Dataset entries
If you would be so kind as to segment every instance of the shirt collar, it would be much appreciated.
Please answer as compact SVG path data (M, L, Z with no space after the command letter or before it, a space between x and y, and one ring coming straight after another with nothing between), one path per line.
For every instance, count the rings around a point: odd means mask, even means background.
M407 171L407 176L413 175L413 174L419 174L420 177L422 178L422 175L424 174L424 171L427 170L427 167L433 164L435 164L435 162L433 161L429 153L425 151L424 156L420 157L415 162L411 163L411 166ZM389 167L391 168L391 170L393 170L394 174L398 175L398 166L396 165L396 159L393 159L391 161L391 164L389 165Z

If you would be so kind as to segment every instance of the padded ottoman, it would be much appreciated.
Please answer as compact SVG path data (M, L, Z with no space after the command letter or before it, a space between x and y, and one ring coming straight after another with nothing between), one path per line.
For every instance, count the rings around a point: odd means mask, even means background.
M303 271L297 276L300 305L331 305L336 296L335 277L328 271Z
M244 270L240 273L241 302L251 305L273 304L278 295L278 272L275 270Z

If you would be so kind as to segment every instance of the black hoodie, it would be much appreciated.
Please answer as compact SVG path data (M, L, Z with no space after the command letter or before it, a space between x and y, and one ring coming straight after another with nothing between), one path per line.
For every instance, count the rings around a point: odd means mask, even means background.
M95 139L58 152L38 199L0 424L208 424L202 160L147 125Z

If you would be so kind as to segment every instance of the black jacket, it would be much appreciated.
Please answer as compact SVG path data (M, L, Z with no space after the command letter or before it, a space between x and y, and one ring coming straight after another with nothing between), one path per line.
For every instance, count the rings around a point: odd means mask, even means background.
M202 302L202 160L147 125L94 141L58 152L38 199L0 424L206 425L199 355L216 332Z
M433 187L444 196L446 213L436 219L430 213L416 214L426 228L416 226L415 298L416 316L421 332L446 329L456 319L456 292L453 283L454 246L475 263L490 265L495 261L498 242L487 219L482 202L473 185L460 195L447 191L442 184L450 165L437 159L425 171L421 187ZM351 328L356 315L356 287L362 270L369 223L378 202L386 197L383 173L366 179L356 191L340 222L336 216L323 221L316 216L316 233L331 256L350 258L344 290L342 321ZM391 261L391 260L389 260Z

-- WHAT THE TASK REQUIRES --
Quote, word for word, every line from the top of the entries through the line that holds "hoodie, it would be much appreciated.".

-- COMPLETED TASK --
If you would be so kind as to segment every instance of the shirt collar, it would be much appreciated.
Please answer as compact SVG path data (M, L, Z with no space after the command letter or before it, a space between x and y, and one ring coming straight after another with nothing between), one path per line.
For every instance, count the rings around a point: odd means mask, even means background.
M407 171L407 176L413 175L413 174L419 174L420 177L422 178L422 175L424 174L424 171L427 170L427 167L433 164L435 164L435 162L433 161L429 153L425 151L424 156L420 157L415 162L411 163L411 166ZM389 167L391 168L391 170L393 170L394 174L398 175L398 166L396 165L396 159L393 159L391 161L391 164L389 165Z

If you would be so kind as to segment every instance of the padded ottoman, it would be much appreciated.
Please answer as compact SVG path data (M, L, Z with no space after the command letter or before it, a space between x and y, and one ring coming straight after another with nothing between), one path per line.
For every instance, count the rings around a point: odd means mask, even means background.
M303 271L297 276L300 305L331 305L336 296L335 277L328 271Z
M244 270L240 273L241 302L251 305L273 304L278 295L278 272L275 270Z

If you would be so kind as to segment every instance of the black hoodie, it would be much appreciated.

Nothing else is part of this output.